_Task_
Convert the lines of the data below into a numbered list, from the line containing "Point out the bison front" through the last line of the data, leaving out any blank lines.

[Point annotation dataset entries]
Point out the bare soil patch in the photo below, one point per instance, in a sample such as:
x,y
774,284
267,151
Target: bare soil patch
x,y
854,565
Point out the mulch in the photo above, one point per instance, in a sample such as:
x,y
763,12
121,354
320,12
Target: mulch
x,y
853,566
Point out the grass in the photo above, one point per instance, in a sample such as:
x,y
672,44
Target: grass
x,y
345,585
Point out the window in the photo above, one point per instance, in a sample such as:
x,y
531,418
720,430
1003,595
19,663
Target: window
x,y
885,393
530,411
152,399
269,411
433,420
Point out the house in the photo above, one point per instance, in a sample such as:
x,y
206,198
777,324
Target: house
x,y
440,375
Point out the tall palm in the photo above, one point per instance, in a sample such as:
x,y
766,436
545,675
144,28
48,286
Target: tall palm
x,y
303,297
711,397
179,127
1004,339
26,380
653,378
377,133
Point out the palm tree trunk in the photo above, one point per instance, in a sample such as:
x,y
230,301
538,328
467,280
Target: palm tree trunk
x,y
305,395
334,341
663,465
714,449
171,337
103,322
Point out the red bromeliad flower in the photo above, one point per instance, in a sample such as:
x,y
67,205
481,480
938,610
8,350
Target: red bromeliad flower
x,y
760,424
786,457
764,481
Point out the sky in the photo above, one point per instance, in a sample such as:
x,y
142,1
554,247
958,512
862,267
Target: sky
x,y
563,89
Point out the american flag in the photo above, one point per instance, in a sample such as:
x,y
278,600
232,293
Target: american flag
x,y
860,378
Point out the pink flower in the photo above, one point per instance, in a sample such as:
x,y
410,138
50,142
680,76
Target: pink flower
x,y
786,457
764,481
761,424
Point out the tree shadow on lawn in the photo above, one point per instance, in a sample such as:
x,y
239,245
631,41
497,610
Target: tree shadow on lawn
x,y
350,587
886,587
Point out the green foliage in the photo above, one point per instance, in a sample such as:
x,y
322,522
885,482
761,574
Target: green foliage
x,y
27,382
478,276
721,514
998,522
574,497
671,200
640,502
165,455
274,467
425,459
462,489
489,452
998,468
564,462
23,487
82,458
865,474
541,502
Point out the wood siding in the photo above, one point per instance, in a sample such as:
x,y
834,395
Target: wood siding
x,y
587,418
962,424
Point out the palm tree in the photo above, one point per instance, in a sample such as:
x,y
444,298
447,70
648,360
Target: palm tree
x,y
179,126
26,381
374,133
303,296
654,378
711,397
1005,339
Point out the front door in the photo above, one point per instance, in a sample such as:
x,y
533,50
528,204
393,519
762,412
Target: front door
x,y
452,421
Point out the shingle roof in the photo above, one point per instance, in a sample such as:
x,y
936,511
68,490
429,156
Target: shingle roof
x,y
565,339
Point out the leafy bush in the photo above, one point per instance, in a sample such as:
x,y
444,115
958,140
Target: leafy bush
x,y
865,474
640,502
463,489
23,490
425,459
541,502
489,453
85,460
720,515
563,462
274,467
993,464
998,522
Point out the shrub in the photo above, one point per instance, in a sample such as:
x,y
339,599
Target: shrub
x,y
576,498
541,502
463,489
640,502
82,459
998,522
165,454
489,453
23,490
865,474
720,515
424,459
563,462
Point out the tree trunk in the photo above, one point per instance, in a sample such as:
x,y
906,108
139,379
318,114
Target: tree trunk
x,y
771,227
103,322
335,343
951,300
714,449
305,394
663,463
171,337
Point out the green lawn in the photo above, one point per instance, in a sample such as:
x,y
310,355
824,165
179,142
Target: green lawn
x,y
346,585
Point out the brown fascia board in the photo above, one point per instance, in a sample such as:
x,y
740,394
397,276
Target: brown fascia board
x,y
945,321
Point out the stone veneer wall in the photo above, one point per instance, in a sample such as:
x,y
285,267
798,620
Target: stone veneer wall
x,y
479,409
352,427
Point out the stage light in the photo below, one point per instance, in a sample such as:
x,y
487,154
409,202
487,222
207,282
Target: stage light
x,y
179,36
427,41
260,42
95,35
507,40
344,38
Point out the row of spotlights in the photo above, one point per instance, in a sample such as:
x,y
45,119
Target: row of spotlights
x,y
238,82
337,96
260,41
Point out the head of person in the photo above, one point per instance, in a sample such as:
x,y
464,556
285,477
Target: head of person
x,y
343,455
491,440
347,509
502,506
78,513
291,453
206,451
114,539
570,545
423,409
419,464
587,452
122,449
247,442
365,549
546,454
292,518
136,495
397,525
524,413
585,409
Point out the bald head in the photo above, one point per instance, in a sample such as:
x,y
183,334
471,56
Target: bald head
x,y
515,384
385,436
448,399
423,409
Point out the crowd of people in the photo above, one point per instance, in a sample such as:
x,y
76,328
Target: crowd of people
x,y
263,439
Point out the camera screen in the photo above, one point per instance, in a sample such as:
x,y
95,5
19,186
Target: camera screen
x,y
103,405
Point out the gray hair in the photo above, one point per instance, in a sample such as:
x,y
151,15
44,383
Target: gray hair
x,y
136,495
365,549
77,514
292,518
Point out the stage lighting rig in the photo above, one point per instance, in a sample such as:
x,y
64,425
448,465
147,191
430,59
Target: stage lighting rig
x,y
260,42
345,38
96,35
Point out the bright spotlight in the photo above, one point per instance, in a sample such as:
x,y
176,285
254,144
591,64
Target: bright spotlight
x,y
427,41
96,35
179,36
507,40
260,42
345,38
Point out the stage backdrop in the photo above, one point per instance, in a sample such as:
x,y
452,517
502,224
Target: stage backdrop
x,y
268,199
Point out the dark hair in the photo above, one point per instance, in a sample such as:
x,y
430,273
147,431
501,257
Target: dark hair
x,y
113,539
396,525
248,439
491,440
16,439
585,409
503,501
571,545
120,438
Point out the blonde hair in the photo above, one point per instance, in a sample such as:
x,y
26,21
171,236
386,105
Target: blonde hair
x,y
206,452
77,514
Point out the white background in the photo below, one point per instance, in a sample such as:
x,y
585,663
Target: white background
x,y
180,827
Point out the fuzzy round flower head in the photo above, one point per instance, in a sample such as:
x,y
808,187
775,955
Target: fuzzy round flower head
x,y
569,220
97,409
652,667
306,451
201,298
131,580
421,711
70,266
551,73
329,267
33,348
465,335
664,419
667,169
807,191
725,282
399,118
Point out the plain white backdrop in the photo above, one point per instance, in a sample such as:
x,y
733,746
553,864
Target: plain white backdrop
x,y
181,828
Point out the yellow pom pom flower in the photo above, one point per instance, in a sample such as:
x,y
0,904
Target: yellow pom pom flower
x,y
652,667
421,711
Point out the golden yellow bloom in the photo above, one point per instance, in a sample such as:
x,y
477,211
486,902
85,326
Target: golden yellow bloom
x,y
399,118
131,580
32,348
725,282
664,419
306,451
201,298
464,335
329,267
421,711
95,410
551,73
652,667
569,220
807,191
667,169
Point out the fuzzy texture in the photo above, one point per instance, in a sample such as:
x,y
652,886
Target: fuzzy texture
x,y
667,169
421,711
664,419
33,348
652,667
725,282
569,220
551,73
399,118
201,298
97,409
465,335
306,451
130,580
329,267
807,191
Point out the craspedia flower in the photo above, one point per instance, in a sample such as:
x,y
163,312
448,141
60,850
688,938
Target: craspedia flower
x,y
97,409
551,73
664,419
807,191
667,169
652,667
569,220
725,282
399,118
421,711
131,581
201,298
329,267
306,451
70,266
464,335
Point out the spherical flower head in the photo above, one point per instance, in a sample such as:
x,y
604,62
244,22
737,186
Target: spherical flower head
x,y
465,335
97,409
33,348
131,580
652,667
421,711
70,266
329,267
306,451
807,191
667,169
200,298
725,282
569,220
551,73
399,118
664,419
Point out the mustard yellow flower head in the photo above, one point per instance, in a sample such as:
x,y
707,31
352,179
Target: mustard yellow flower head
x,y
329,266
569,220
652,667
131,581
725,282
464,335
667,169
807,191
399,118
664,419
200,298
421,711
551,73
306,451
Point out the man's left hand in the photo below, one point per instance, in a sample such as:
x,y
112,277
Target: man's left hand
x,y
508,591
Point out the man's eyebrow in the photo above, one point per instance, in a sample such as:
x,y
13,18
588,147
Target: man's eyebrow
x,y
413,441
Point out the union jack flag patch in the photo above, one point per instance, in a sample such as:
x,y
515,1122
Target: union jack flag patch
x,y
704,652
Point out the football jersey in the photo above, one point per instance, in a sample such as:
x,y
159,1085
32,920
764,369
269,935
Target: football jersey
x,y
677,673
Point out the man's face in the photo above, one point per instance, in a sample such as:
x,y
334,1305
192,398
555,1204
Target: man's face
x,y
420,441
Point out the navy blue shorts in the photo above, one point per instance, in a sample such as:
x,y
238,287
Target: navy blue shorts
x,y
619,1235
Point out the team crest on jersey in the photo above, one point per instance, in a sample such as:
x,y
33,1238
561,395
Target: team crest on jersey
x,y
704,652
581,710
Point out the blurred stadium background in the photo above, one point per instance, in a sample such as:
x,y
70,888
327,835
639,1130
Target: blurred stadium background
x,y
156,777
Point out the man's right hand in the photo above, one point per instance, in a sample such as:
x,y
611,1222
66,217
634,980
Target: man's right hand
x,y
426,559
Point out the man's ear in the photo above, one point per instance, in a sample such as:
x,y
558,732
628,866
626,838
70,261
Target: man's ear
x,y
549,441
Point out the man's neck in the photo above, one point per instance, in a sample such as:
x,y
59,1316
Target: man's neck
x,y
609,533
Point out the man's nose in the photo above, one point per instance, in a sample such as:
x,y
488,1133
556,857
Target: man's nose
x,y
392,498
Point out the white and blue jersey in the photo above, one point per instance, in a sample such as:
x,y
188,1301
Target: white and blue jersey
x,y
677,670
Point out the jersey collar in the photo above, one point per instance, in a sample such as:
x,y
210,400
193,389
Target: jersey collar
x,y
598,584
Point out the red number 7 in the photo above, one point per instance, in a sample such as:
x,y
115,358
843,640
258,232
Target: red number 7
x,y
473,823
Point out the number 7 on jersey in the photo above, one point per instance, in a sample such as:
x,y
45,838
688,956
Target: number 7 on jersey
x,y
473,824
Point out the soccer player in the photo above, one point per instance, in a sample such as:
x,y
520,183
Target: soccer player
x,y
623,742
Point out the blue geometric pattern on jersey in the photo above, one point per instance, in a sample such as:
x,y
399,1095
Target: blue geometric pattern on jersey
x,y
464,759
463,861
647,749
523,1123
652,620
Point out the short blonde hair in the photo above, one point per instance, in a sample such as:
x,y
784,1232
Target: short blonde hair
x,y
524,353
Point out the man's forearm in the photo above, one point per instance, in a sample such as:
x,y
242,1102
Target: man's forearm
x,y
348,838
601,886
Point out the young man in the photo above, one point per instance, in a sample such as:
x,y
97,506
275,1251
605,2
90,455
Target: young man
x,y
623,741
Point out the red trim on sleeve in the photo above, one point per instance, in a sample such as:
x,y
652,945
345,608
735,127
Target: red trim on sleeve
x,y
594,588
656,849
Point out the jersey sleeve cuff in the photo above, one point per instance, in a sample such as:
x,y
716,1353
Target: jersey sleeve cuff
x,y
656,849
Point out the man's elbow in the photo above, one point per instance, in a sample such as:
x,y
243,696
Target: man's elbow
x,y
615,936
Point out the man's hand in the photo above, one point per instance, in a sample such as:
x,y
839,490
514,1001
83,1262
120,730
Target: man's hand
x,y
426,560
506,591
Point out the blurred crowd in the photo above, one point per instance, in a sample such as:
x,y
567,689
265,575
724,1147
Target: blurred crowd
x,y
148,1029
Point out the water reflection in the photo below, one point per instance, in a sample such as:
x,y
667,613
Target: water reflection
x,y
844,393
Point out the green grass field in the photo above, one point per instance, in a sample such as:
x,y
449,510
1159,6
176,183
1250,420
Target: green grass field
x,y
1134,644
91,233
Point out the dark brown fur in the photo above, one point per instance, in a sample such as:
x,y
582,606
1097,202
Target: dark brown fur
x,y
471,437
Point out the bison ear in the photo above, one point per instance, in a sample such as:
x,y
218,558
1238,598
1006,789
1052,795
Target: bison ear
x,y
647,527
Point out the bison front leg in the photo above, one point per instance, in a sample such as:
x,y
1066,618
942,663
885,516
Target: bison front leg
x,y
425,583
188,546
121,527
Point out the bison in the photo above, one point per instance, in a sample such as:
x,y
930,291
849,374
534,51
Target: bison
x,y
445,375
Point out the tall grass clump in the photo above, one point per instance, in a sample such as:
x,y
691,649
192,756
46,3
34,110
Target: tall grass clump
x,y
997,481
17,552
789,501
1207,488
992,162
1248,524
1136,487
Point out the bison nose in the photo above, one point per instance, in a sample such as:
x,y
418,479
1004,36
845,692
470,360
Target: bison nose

_Expected answer_
1. Point out the bison front leg in the photo above, one point per instance, in a sample such as:
2. x,y
3. 1066,618
4. 942,663
5. 885,516
6. Target: bison front leg
7. x,y
8. 425,583
9. 188,546
10. 121,527
11. Point out the bison in the photo above, one point per instance, in a sample such as:
12. x,y
13. 930,291
14. 849,374
15. 534,51
16. Target: bison
17. x,y
18. 445,375
19. Point out the tall grass clump in the photo above, one point per instance, in a sample such as:
20. x,y
21. 691,649
22. 192,756
23. 46,3
24. 34,110
25. Target: tall grass clump
26. x,y
27. 997,481
28. 17,552
29. 789,501
30. 1207,488
31. 992,162
32. 1248,524
33. 1136,487
34. Point out the bison nose in the photo above, one point per instance, in a sample such as:
35. x,y
36. 418,479
37. 1004,36
38. 845,692
39. 470,360
40. Target: bison nose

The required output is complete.